_EXCERPT_
****************************************

What on Earth are the Conservatives running on?
Rishi Sunak needs a vision for the country, not just anti-Starmer posturing
Alea iacta est, proclaimed Caesar as he emerged on the southern bank of the Rubicon. Rishi Sunak may have been just as dripping wet yesterday, but he could conjure no similarly immemorial line.
In my very first article for this most august organ, written nearly two years ago as Rishi took over from Liz Truss, I asked; “Can the Tories win back alienated voters?”
In that piece, I wrote that Rishi Sunak was uniquely placed to capitalise on the seismic shift of the 2019 election, firstly by virtue of his economic credibility with the 2019 electorate, and secondly because his Cabinet choices indicated that he recognised the importance of delivering on small-c conservative cultural issues. Matt Goodwin agreed with me, arguing that Rishi “has clearly got a grasp of the conservative electorate and who he needs to win over”.
The polling was bad but not irreversible, I argued — the collapse “more a thin simmer than a rolling boil”; the Conservatives had leaked votes, but not back to Labour, whose vote was only 15 per cent higher than it was at the last election. Fewer than one in ten 2019 Tory voters had gone red again, effectively a reversal of the shift in voters from Labour to Conservative between the 2017 and 2019 election.
Truss had failed to recognise the underlying change in politics that drove the rise in populist parties, Brexit and Boris Johnson’s 2019 landslide, a seismic shift potentially as powerful as the Reagan coalition and as long term as the Southern Strategy; the redrawing of politics between what David Goodhart called somewheres vs anywheres, with more nationalist, social conservatives on one side and more cosmopolitan, social progressives on the other.

****************************************

_ASSIGNMENT_
Continue the opinion piece on the Conservatives' election campaign under Rishi Sunak, starting right after its last sentence.

****************************************

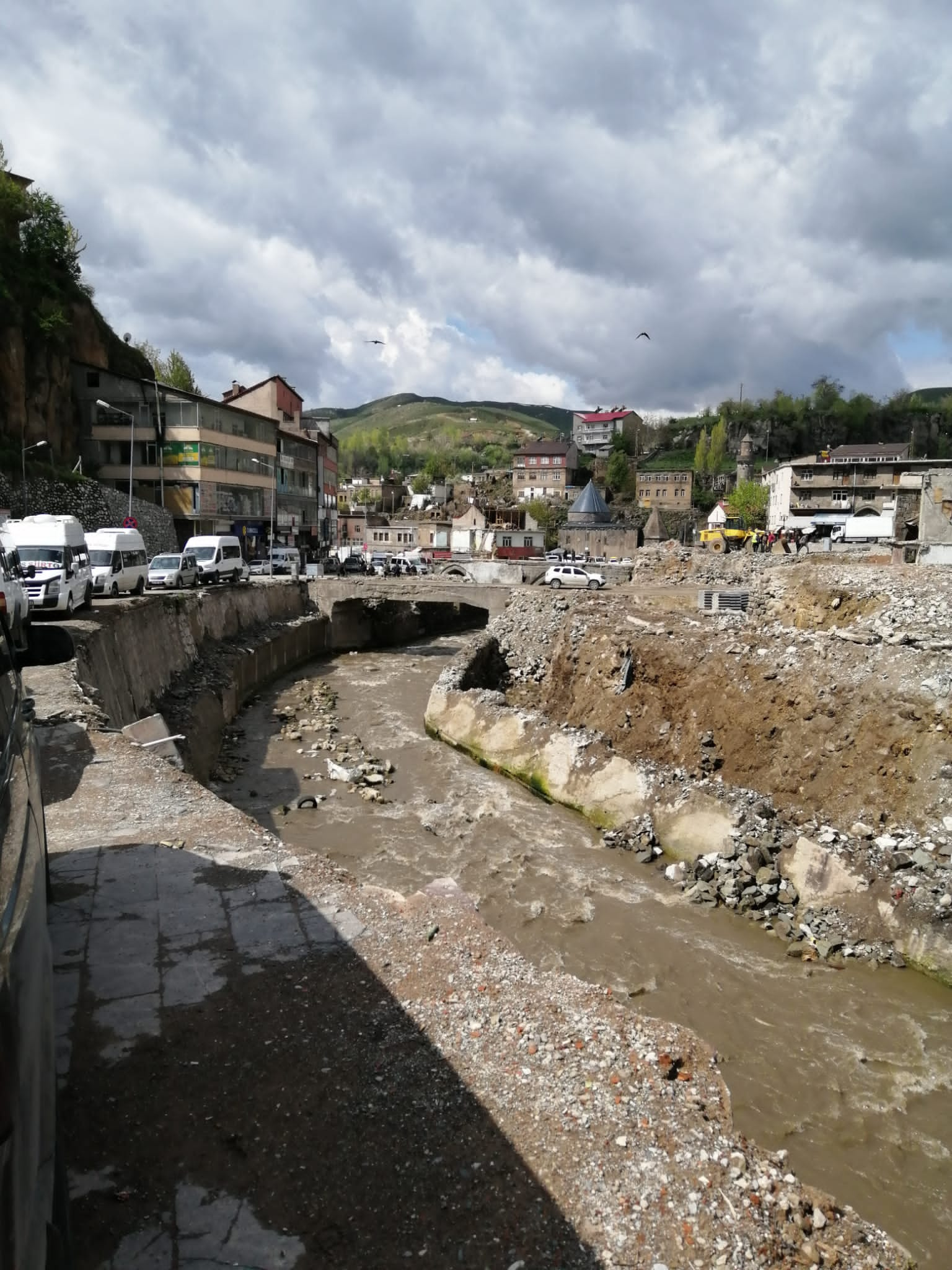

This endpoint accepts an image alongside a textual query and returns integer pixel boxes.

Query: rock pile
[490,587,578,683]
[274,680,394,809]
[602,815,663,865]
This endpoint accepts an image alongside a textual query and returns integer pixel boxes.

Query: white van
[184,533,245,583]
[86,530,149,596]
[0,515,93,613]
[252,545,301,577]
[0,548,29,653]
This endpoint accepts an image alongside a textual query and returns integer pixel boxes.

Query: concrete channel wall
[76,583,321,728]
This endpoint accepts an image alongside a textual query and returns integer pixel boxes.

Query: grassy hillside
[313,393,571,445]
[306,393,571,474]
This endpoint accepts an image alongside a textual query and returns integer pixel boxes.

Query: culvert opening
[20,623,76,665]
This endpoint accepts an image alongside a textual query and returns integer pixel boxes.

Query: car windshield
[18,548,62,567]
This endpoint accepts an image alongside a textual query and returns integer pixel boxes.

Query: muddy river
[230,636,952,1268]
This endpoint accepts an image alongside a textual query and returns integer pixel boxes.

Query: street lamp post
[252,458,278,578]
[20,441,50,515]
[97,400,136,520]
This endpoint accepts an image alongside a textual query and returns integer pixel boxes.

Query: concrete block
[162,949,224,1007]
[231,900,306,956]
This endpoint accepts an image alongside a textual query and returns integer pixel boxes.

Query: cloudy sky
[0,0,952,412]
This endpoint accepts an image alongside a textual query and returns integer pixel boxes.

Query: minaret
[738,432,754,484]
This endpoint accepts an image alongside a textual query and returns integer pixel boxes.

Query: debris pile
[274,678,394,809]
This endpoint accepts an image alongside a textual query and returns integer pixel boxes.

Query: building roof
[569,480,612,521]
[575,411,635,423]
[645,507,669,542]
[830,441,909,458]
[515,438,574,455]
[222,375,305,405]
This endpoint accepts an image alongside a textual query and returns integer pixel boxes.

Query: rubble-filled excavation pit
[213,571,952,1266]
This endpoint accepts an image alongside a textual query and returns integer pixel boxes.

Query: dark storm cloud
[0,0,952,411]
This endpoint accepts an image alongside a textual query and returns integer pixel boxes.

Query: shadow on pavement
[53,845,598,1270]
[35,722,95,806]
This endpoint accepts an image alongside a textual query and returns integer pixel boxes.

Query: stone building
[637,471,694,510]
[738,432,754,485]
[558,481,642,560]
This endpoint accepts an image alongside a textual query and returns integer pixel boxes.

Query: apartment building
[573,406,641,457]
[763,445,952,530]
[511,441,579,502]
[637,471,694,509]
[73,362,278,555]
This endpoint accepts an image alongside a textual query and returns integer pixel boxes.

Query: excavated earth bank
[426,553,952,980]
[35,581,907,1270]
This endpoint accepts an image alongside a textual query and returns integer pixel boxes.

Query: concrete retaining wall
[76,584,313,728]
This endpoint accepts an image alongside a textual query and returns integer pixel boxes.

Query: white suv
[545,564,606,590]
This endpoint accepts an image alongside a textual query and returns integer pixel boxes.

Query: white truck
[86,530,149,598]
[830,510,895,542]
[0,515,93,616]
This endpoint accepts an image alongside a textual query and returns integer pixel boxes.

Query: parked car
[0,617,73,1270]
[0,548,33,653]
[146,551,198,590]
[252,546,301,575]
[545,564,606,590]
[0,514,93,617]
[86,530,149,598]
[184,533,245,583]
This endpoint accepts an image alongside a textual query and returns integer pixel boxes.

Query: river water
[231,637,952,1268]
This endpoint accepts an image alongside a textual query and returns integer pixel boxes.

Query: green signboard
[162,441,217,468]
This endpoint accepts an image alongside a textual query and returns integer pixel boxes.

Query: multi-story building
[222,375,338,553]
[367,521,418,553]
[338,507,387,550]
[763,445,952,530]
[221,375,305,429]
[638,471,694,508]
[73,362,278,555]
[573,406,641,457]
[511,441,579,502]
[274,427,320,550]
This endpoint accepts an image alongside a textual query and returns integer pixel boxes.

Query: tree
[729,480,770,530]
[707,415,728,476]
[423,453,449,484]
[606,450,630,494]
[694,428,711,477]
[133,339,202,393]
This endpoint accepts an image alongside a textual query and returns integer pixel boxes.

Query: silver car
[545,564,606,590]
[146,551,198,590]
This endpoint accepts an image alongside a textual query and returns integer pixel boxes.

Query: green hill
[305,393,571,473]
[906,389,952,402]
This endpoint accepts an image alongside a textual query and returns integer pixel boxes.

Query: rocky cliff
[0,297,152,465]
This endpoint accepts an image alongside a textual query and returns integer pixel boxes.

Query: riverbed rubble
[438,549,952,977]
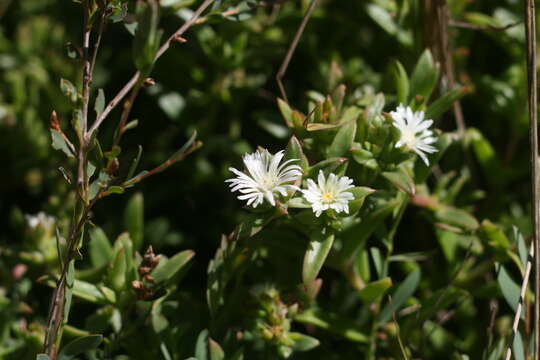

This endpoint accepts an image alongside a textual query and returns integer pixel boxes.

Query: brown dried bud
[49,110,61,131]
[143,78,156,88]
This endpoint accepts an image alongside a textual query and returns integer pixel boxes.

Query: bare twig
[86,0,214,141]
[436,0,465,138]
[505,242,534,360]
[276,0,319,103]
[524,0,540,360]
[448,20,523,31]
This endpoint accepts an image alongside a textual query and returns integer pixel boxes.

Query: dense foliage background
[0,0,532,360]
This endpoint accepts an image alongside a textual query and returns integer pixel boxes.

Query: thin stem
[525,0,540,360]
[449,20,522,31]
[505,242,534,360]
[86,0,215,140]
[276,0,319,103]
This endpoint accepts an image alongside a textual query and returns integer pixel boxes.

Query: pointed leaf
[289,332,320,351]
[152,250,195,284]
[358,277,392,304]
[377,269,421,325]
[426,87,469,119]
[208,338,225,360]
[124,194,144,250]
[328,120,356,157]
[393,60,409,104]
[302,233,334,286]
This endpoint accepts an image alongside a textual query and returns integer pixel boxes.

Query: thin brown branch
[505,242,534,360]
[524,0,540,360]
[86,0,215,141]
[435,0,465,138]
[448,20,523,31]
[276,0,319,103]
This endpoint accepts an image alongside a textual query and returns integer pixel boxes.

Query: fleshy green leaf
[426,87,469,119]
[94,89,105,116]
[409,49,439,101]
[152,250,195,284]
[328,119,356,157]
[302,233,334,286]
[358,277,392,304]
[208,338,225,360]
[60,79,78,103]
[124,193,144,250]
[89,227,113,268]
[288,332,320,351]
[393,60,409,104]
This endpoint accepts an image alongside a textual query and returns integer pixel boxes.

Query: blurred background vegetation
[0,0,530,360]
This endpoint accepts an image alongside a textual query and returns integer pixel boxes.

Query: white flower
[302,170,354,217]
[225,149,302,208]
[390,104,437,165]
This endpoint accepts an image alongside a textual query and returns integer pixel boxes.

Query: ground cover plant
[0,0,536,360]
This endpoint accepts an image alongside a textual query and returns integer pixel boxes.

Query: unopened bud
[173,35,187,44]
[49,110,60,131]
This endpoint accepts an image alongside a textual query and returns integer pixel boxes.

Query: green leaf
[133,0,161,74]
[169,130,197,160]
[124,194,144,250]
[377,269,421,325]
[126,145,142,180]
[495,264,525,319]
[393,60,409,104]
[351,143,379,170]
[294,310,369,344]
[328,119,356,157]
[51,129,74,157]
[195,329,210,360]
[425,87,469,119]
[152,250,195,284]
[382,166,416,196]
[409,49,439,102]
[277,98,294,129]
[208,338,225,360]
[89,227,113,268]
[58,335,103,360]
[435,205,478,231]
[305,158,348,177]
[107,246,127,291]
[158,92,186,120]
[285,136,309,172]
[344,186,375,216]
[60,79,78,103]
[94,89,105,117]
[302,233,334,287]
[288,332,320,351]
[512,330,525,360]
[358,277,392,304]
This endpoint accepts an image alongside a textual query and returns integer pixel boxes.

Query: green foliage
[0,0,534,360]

****************************************

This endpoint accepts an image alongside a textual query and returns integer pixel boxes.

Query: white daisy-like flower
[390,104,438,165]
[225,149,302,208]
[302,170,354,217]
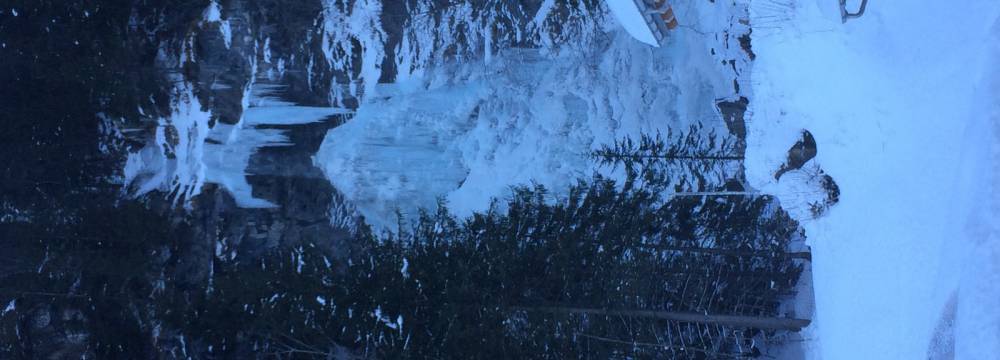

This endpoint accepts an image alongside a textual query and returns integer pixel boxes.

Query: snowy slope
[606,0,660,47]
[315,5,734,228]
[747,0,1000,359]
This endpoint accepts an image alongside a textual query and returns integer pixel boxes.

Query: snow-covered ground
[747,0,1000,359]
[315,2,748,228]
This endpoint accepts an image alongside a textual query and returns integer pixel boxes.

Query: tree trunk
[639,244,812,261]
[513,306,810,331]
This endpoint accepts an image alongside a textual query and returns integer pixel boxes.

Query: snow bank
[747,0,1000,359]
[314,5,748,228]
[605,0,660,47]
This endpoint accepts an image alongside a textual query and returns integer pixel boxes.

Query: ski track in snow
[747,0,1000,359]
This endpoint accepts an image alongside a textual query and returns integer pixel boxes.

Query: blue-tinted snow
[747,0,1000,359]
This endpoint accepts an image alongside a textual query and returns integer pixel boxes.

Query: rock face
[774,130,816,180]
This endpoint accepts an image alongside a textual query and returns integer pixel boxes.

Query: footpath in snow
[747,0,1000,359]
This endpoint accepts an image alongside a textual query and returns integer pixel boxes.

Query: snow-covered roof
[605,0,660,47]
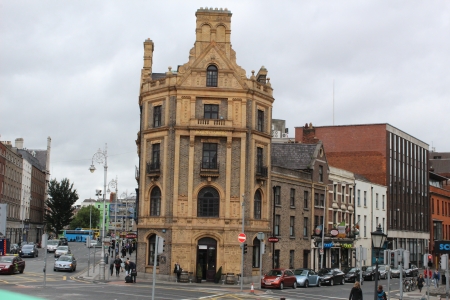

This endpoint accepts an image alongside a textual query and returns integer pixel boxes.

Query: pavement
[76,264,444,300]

****************************************

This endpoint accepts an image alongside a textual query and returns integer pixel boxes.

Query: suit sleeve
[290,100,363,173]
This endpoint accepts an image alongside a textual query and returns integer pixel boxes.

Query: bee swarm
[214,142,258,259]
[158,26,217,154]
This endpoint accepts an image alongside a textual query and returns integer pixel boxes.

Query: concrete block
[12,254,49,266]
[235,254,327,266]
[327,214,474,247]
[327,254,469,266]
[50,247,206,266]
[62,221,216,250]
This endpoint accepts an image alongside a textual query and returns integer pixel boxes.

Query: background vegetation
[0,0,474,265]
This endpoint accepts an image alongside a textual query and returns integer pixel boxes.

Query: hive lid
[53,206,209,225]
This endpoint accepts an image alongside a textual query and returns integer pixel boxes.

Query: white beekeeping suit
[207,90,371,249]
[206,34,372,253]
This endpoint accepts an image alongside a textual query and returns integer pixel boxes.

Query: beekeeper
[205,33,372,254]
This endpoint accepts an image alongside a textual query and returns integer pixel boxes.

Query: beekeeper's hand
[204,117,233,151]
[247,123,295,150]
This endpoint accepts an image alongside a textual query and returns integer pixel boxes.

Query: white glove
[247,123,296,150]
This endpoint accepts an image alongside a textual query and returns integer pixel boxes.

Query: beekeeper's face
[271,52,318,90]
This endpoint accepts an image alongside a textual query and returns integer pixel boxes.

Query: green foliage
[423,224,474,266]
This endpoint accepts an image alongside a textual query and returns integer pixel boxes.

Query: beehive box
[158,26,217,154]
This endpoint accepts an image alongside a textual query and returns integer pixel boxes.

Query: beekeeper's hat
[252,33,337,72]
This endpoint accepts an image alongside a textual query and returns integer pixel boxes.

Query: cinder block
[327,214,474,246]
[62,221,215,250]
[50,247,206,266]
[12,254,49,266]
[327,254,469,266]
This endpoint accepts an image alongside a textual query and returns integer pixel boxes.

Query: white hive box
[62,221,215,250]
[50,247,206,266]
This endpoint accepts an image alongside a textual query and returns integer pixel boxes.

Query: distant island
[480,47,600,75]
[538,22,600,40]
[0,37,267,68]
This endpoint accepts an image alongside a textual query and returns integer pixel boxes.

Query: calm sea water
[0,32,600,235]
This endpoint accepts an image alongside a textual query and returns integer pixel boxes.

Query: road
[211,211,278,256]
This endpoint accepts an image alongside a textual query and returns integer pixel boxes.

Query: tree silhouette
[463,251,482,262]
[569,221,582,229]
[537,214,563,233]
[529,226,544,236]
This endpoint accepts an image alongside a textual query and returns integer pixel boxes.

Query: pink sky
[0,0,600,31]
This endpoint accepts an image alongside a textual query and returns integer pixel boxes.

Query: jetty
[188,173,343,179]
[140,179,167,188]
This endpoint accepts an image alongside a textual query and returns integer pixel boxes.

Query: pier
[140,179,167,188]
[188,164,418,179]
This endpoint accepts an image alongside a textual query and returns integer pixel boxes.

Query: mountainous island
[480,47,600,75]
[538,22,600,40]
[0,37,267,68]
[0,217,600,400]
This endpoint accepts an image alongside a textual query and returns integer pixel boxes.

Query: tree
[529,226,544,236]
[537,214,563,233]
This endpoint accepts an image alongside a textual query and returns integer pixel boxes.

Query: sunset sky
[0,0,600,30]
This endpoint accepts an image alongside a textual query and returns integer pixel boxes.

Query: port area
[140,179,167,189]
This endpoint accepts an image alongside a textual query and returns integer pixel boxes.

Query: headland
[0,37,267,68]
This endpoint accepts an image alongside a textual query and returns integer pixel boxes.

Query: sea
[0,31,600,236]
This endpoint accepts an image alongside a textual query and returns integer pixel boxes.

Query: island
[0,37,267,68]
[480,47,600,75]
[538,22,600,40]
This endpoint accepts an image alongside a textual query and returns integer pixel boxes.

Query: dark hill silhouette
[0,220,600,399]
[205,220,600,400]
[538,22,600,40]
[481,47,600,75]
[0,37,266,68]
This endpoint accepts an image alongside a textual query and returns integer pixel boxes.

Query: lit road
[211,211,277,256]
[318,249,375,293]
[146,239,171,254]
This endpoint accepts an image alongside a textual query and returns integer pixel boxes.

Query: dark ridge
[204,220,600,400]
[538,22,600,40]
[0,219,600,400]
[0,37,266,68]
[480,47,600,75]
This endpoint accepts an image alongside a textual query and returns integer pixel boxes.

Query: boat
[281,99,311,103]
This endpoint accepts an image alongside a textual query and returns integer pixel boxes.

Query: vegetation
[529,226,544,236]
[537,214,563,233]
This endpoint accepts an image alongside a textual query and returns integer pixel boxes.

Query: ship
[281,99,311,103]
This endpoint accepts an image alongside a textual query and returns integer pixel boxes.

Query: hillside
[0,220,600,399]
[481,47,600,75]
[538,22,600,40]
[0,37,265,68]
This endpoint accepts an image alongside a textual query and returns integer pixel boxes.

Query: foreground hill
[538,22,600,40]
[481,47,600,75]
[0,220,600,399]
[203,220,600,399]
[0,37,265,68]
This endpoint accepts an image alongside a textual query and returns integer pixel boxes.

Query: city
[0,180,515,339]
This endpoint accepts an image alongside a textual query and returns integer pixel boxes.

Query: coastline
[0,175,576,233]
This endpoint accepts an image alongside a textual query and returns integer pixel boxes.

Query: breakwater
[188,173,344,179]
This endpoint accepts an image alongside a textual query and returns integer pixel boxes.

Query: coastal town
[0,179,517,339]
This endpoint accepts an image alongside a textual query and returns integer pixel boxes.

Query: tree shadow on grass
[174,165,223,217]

****************************************

_WRITTEN RESPONSE_
The rise in political apathy, I thought, was due to neither side successfully offering a compelling or unifying vision for the kind of country Britain should become. Rishi’s hope of success, I argued, was contingent on his ability to provide a coherent vision of a conservative state, fit for the challenges of the 21st century. “He will have to tell a story of how Britain got to where it is,” I wrote, “and where it’s heading. That is the only way that the party can stop being blamed for what’s wrong with the present.”
Have a look at the polls. Tell me how you think he’s done so far.
Rishi arrived into No. 10 stumbling and unheroic, and launches himself into his re-election campaign in much the same vein. Ben Sixsmith summed up the speech well; a sad announcement, “miserably symbolic of Conservative failure.”
The principle failure, the thing rotten in the state of Denmark, remains the inability to articulate a compelling and unifying future for where Britain is heading. Starmer suffers from the same problem; however, as I predicted, Rishi is being blamed for being what’s wrong with the present by virtue of being Prime Minister right now.
If this is the tone the election campaign will follow, the Conservatives will not be running on a platform so much as running on fumes
Rishi’s speech offered little in the way of a roadmap; his main line of attack seemed to be a re-tread of the “Chaos with Ed Miliband” line. After laying out the geopolitical turbulence ahead and the challenges (Ukraine, covid ) already overcome, “now is the moment for Britain to choose its future”, Rishi argued, “to decide whether we want to build on the progress we have made or risk going back to square one with no plan and no certainty.” If this is the tone the election campaign will follow, the Conservatives will not be running on a platform so much as running on fumes.
The truth is that Tories have been unable to lay out a vision for what Britain should look like for some time, although this has been handily obfuscated by Brexit, Covid and Ukraine. Lurching from crisis to crisis is apparently a very convenient electoral strategy.
But Brexit is far distant, Covid is over and, whilst the war in Ukraine rumbles on, it is now part of the political wallpaper. There is no major political crisis to overwhelm the myriad messes that plague Britain — swarming around like flies on a sickly cow.
The Laodicean nature of voters will continue, because the fundamental question of this election is the one no party has an answer to; what is the great goal to which we are heading?
If Rishi wants to follow the (incredibly) narrow path to victory, he will need to come up with a more compelling argument than asking voters to choose between the devil and the deep blue sea. For too long the conservatism on offer has been the result of poverty, of inertia, of timidity.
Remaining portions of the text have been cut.